Given task ->
Images do not belong in the copy. Retype all the entries below exactly.

[Pointing and labeling entries]
»»
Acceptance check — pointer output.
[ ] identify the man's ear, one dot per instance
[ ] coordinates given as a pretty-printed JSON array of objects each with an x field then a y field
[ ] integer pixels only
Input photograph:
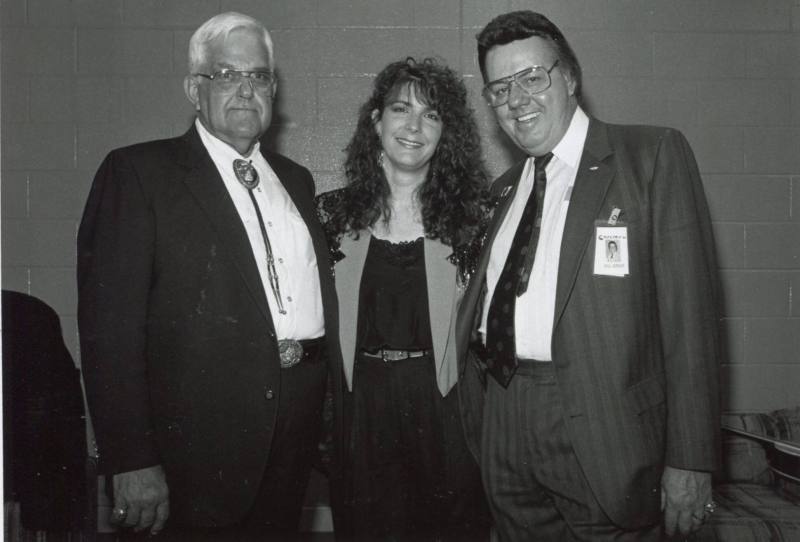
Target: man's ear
[{"x": 192, "y": 90}]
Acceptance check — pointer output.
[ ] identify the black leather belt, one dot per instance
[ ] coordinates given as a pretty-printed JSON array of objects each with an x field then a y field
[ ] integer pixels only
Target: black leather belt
[
  {"x": 294, "y": 351},
  {"x": 396, "y": 355}
]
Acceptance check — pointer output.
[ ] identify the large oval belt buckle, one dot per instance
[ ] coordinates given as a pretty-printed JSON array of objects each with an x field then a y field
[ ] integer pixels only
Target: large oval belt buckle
[{"x": 291, "y": 352}]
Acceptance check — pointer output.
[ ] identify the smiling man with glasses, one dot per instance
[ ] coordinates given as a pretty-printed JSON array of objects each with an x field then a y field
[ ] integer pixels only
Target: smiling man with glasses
[
  {"x": 588, "y": 387},
  {"x": 207, "y": 311}
]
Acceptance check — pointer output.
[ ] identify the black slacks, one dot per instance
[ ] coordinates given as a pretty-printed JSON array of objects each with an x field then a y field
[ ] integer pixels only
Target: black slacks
[
  {"x": 534, "y": 483},
  {"x": 275, "y": 514}
]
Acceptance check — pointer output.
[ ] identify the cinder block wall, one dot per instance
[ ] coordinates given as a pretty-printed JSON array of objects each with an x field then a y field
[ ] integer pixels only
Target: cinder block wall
[{"x": 83, "y": 76}]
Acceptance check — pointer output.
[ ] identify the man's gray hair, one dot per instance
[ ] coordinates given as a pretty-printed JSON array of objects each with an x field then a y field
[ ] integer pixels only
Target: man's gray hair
[{"x": 220, "y": 26}]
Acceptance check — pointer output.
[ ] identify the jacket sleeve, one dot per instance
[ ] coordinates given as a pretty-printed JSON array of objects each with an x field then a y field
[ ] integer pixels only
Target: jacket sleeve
[
  {"x": 115, "y": 270},
  {"x": 688, "y": 296}
]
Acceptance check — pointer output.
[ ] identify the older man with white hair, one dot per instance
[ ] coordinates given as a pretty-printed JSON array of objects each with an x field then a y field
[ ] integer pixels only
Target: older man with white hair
[{"x": 207, "y": 310}]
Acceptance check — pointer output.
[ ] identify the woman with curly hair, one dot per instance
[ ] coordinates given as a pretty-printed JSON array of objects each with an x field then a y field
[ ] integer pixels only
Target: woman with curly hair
[{"x": 404, "y": 233}]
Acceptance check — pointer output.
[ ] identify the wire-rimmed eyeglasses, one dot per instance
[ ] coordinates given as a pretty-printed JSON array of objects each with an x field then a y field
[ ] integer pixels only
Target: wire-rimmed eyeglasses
[
  {"x": 532, "y": 80},
  {"x": 228, "y": 79}
]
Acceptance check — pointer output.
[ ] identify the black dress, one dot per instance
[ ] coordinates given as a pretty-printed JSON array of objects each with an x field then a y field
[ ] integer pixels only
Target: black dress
[{"x": 408, "y": 471}]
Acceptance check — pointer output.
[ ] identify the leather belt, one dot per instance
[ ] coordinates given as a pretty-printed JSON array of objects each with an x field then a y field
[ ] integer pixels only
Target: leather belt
[
  {"x": 294, "y": 351},
  {"x": 395, "y": 355}
]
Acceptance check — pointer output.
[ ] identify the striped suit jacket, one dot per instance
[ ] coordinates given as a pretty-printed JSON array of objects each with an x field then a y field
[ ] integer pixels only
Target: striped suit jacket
[{"x": 636, "y": 357}]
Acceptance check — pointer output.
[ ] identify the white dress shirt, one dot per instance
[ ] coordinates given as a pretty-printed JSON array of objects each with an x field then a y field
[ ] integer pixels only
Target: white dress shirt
[
  {"x": 293, "y": 251},
  {"x": 535, "y": 309}
]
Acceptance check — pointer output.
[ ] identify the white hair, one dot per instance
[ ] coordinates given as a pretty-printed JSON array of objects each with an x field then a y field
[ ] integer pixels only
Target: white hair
[{"x": 220, "y": 26}]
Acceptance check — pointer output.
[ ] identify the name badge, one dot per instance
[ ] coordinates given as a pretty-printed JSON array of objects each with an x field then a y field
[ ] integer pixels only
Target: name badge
[{"x": 611, "y": 251}]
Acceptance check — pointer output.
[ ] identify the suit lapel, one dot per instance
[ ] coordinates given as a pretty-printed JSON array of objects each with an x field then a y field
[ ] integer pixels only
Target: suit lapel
[
  {"x": 504, "y": 189},
  {"x": 348, "y": 279},
  {"x": 203, "y": 181},
  {"x": 441, "y": 279},
  {"x": 592, "y": 181}
]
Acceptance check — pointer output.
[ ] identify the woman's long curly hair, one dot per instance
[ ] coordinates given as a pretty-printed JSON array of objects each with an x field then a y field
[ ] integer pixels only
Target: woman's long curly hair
[{"x": 454, "y": 194}]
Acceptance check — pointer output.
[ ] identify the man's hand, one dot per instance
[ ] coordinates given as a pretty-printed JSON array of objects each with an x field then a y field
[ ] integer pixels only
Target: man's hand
[
  {"x": 144, "y": 497},
  {"x": 684, "y": 495}
]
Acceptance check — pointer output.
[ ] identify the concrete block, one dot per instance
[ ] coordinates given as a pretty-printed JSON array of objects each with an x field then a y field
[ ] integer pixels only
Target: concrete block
[
  {"x": 297, "y": 52},
  {"x": 729, "y": 239},
  {"x": 773, "y": 246},
  {"x": 755, "y": 293},
  {"x": 296, "y": 103},
  {"x": 475, "y": 14},
  {"x": 39, "y": 243},
  {"x": 374, "y": 48},
  {"x": 180, "y": 51},
  {"x": 619, "y": 100},
  {"x": 732, "y": 336},
  {"x": 748, "y": 198},
  {"x": 56, "y": 286},
  {"x": 340, "y": 99},
  {"x": 730, "y": 15},
  {"x": 58, "y": 194},
  {"x": 155, "y": 100},
  {"x": 610, "y": 54},
  {"x": 773, "y": 56},
  {"x": 696, "y": 56},
  {"x": 14, "y": 97},
  {"x": 317, "y": 148},
  {"x": 569, "y": 16},
  {"x": 16, "y": 279},
  {"x": 126, "y": 51},
  {"x": 675, "y": 103},
  {"x": 13, "y": 13},
  {"x": 772, "y": 149},
  {"x": 794, "y": 277},
  {"x": 14, "y": 194},
  {"x": 98, "y": 99},
  {"x": 365, "y": 13},
  {"x": 42, "y": 51},
  {"x": 39, "y": 145},
  {"x": 718, "y": 149},
  {"x": 74, "y": 12},
  {"x": 276, "y": 14},
  {"x": 168, "y": 13},
  {"x": 442, "y": 13},
  {"x": 773, "y": 341},
  {"x": 51, "y": 99},
  {"x": 743, "y": 103},
  {"x": 442, "y": 44},
  {"x": 759, "y": 387}
]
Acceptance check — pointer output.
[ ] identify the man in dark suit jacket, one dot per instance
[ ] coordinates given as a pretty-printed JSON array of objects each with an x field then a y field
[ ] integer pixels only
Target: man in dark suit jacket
[
  {"x": 590, "y": 391},
  {"x": 207, "y": 309}
]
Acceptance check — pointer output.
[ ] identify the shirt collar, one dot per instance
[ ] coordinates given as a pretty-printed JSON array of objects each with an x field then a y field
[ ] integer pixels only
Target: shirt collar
[
  {"x": 218, "y": 149},
  {"x": 570, "y": 148}
]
««
Result for this task ->
Acceptance check — pointer output.
[ ] identify the man's ear, one dot per instance
[ ] coordinates given as a pretty-printed JSON array of objects each with an x field then a y field
[ ] integer pixels only
Input photograph:
Target: man's ear
[{"x": 192, "y": 90}]
Acceptance check — pointer output.
[ ] identify the black leather belt, one dot per instance
[ ] coordinates given as a pretty-printed JSON array of objects each with an x field then a y field
[ ] integer pixels only
Target: black leather belt
[
  {"x": 294, "y": 351},
  {"x": 396, "y": 355}
]
Acceptance check — pointer output.
[ ] identify the large oval belt buckle, one dot per instance
[ ] coordinates given as a pretty-printed JSON array of objects each with an x field then a y field
[ ] integer pixels only
Target: large oval belt buckle
[{"x": 291, "y": 352}]
Acceptance check — pointer output.
[ ] identify the smiling man with glasses, one dot per instance
[ ] coordinates given as a pretty-printed JSON array of objects each with an x field then a y field
[ ] integer pixels only
Target: smiling man with glasses
[
  {"x": 588, "y": 387},
  {"x": 207, "y": 311}
]
Acceptance check — pointer output.
[ ] identify the black slacks, one dot per instance
[ ] coordinates given as a pretty-printed JSON array of objects each with an x field then a y field
[ ] integer pixels only
Target: black slacks
[
  {"x": 534, "y": 483},
  {"x": 275, "y": 514}
]
Acceptance check — pointer output.
[ ] identify the cinder block wall, one dot per instance
[ ] coordinates given as a pretty-printed JSON array of objects each with an x field then a y field
[ ] integer pixels only
Target: cinder block wall
[{"x": 83, "y": 76}]
Acceptance check — pointer output.
[ ] identify the man's gray hair, one dot per instance
[ ] coordinates given as a pretty-printed JSON array of objects each with an x field then a y field
[ ] integer pixels only
Target: man's gray hair
[{"x": 220, "y": 26}]
Acceptance check — pointer output.
[ ] identify the jacket sleeve, one dot per instance
[ ] coordinates given as a pretty-printed JSON array of objects each with an x field then a y field
[ ] integer pixels only
Target: jacket sleeve
[
  {"x": 115, "y": 270},
  {"x": 688, "y": 296}
]
Acceptance check — pointer output.
[ ] identify the older man with white hair, one dot per instance
[ ] coordinates given as a pretty-printed JSON array of objects each with an x field then a y field
[ ] integer pixels only
Target: older man with white hair
[{"x": 207, "y": 310}]
Acceptance check — pointer output.
[ ] identify the woman with curly hair, one dot per instance
[ ] coordinates given as a pretty-printed JSON array of objects each with an x field then a y field
[ ] integer pixels only
Target: woman with curly hair
[{"x": 404, "y": 233}]
Acceptance check — pointer output.
[ ] identify the wire-rimmed eyeglasses, one dot per instance
[ ] coordinates given as a pretty-printed JSON array of objects each with an x field then a y field
[ ] integer pixels only
Target: wire-rimmed eyeglasses
[
  {"x": 532, "y": 80},
  {"x": 228, "y": 79}
]
Acceptance check — pointer output.
[ ] identify the black dress, one dot per instance
[ ] coordinates given as a pretty-printed JSON array of objects each with an x field then a y field
[ ] integer pixels only
Target: black dress
[{"x": 408, "y": 471}]
Acceptance check — pointer output.
[ ] identify the leather belt, one dot per instance
[ ] coordinates given as a pretty-printed JSON array of objects each with an x field then a y field
[ ] integer pixels only
Target: leather belt
[
  {"x": 294, "y": 351},
  {"x": 395, "y": 355}
]
Acceptance check — pointer output.
[ ] identify the striped suit jacket, one dot per instance
[ ] coordinates given as a pretty-printed JSON array of objects each with an x field then a y field
[ ] integer pixels only
Target: striped suit jacket
[{"x": 636, "y": 357}]
Acceptance check — pointer output.
[ ] identify the white dress shirt, one dot per instance
[ ] coordinates given as a pretty-printed JSON array of objects each with an x field then a y field
[ ] integer pixels only
Target: white dress shirt
[
  {"x": 293, "y": 251},
  {"x": 535, "y": 309}
]
Acceptance check — pointer output.
[ ] identify the white hair, one dot per instance
[ ] coordinates given as a pretty-printed JSON array of objects each with an x field then a y field
[ ] integer pixels only
Target: white hair
[{"x": 220, "y": 26}]
Acceptance check — pointer output.
[ ] identify the name badge, one dot per instance
[ ] coordinates given as a pretty-printed JSON array of objects each with an x field then a y field
[ ] integer pixels only
Target: name badge
[{"x": 611, "y": 251}]
Acceptance check — pointer output.
[ ] identify the suit lapel, one dot per instance
[ ] coordinates given as a pretty-printed JSON array of objects each with an x field then a y field
[ ] integer pixels only
Target: suit lapel
[
  {"x": 504, "y": 189},
  {"x": 348, "y": 279},
  {"x": 203, "y": 181},
  {"x": 441, "y": 279},
  {"x": 592, "y": 181}
]
Acceptance check — pointer output.
[ ] identify the woman's long curly hair, one dot per instance
[ ] coordinates given as a pretty-printed JSON array of objects each with an x field then a y field
[ ] integer pixels only
Target: woman's long curly hair
[{"x": 454, "y": 194}]
Acceptance check — pointer output.
[ ] identify the man's hand, one dot per instance
[ ] coordinates given as a pretty-printed JSON array of objects each with an x field then a y field
[ ] integer pixels only
Target: man's hand
[
  {"x": 144, "y": 497},
  {"x": 684, "y": 495}
]
Acceptance check — pointer output.
[ ] identify the concrete block, one dot per instance
[ ] coordinates given as a pretty-printed JSON array of objects each with an x field then a y field
[ ] integer pixels only
Target: concrete block
[
  {"x": 297, "y": 52},
  {"x": 729, "y": 239},
  {"x": 773, "y": 246},
  {"x": 755, "y": 293},
  {"x": 296, "y": 103},
  {"x": 475, "y": 14},
  {"x": 39, "y": 243},
  {"x": 374, "y": 48},
  {"x": 180, "y": 51},
  {"x": 619, "y": 100},
  {"x": 732, "y": 336},
  {"x": 748, "y": 198},
  {"x": 56, "y": 286},
  {"x": 340, "y": 99},
  {"x": 730, "y": 15},
  {"x": 58, "y": 194},
  {"x": 155, "y": 100},
  {"x": 610, "y": 54},
  {"x": 773, "y": 56},
  {"x": 696, "y": 56},
  {"x": 14, "y": 97},
  {"x": 317, "y": 148},
  {"x": 569, "y": 16},
  {"x": 16, "y": 279},
  {"x": 126, "y": 51},
  {"x": 675, "y": 103},
  {"x": 13, "y": 13},
  {"x": 772, "y": 149},
  {"x": 794, "y": 277},
  {"x": 14, "y": 194},
  {"x": 98, "y": 99},
  {"x": 365, "y": 13},
  {"x": 42, "y": 51},
  {"x": 39, "y": 145},
  {"x": 718, "y": 149},
  {"x": 74, "y": 12},
  {"x": 276, "y": 14},
  {"x": 168, "y": 13},
  {"x": 442, "y": 13},
  {"x": 773, "y": 341},
  {"x": 51, "y": 99},
  {"x": 743, "y": 103},
  {"x": 442, "y": 44},
  {"x": 759, "y": 387}
]
Acceptance check — pointer output.
[ ] identify the man in dark suit jacket, one dot per instance
[ ] coordinates given as a pretty-printed JSON array of objects each with an x field then a y field
[ ] integer pixels only
Target: man in dark suit jacket
[
  {"x": 590, "y": 391},
  {"x": 207, "y": 309}
]
Acceptance check — pointer output.
[ ] identify the shirt collar, one dot per instance
[ ] coordinates given as a pretty-printed JSON array of objects each with an x field then a y field
[ ] integer pixels only
Target: shirt collar
[
  {"x": 218, "y": 149},
  {"x": 570, "y": 148}
]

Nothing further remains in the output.